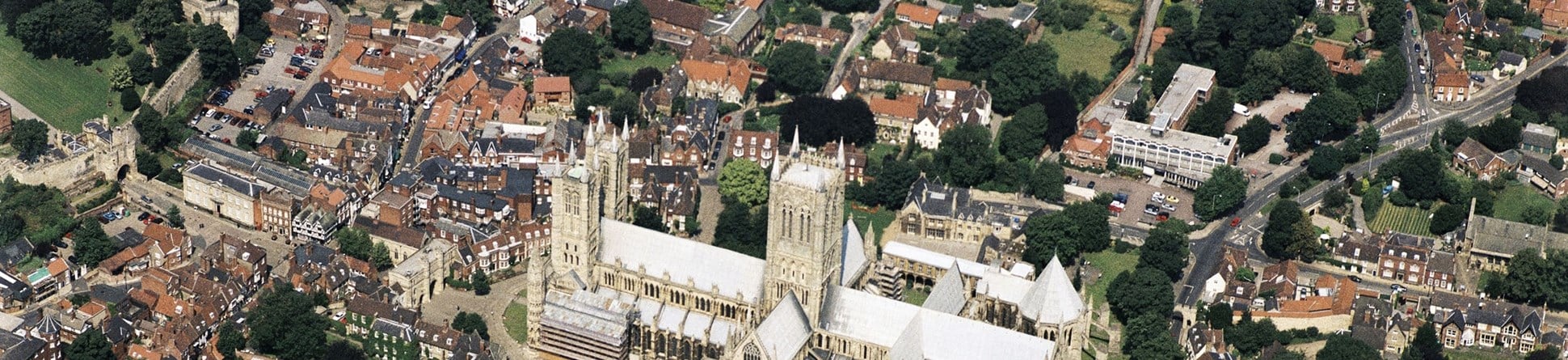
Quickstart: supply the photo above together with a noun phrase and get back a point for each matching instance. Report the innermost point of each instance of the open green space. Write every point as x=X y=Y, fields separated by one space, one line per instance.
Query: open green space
---
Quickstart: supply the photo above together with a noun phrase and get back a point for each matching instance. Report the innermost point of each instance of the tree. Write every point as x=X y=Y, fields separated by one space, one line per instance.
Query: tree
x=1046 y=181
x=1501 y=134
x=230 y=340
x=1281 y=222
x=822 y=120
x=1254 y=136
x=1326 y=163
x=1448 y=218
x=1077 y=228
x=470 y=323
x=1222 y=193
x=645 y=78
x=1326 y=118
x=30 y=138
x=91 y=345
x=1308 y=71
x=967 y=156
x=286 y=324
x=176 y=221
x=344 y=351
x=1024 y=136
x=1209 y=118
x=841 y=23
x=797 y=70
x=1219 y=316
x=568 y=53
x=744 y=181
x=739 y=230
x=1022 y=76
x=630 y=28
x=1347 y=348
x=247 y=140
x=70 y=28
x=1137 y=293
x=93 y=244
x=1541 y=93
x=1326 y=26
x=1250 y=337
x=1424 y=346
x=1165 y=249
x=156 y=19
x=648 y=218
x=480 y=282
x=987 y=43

Exercise brief – Take the part that opens with the line containing "of the open" and closes with the line containing "Query: open green space", replace "innermost" with "central" there, and give back only those lines, with everything else unchanged.

Exercise solution –
Quickstart: supply the photo above together with a noun phrase and get back a point for each matching instance. Report the central point of each instance of the open green space. Write every point as x=X y=Y, fields separated by one space, one line per instance.
Query: open green space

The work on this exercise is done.